▸ **EXERCISE**
Can you write out the lines of the records below exactly as they appear, starting at the line that contains "Target: wooden hut" and ending at the last line of the records?

>> Begin INFORMATION SHOWN

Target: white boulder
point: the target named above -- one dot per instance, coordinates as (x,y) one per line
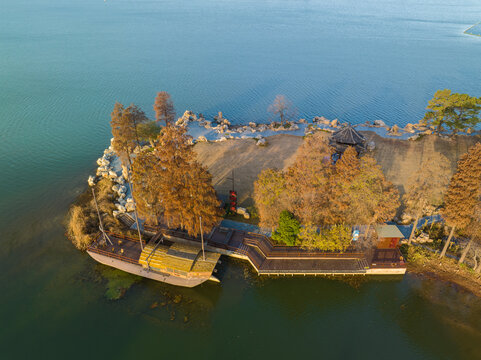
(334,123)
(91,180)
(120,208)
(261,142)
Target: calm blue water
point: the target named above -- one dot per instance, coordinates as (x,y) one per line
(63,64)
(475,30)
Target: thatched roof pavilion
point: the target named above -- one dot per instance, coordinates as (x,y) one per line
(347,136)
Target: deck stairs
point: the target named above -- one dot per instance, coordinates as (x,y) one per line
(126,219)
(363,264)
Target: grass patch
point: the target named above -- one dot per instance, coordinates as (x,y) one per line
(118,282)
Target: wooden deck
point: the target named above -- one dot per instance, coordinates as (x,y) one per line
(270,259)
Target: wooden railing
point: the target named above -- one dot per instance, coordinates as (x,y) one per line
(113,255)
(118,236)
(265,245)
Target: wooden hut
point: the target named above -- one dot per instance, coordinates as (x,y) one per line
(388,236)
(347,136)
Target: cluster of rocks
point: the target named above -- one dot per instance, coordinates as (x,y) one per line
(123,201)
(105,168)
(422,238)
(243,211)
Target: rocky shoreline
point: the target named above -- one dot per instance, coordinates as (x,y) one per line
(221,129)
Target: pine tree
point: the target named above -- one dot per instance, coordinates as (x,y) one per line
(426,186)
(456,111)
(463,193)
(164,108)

>> End INFORMATION SHOWN

▸ **THE REPLY**
Target: wooden hut
point: the target named above -- one dot per instance, coordinates as (x,y) one per line
(388,236)
(347,136)
Target: cluster of rocks
point: the target named above -- one dot per instance, coordinates as (x,y) one per line
(123,201)
(105,168)
(422,238)
(243,211)
Target: rocky shoreline
point: the target named above -- one dot per instance, coordinates as (x,y) one per line
(221,129)
Target: pine tree
point: the target named above -- one dot per instance, coordinates as (x,y) one per line
(426,186)
(456,111)
(463,193)
(164,108)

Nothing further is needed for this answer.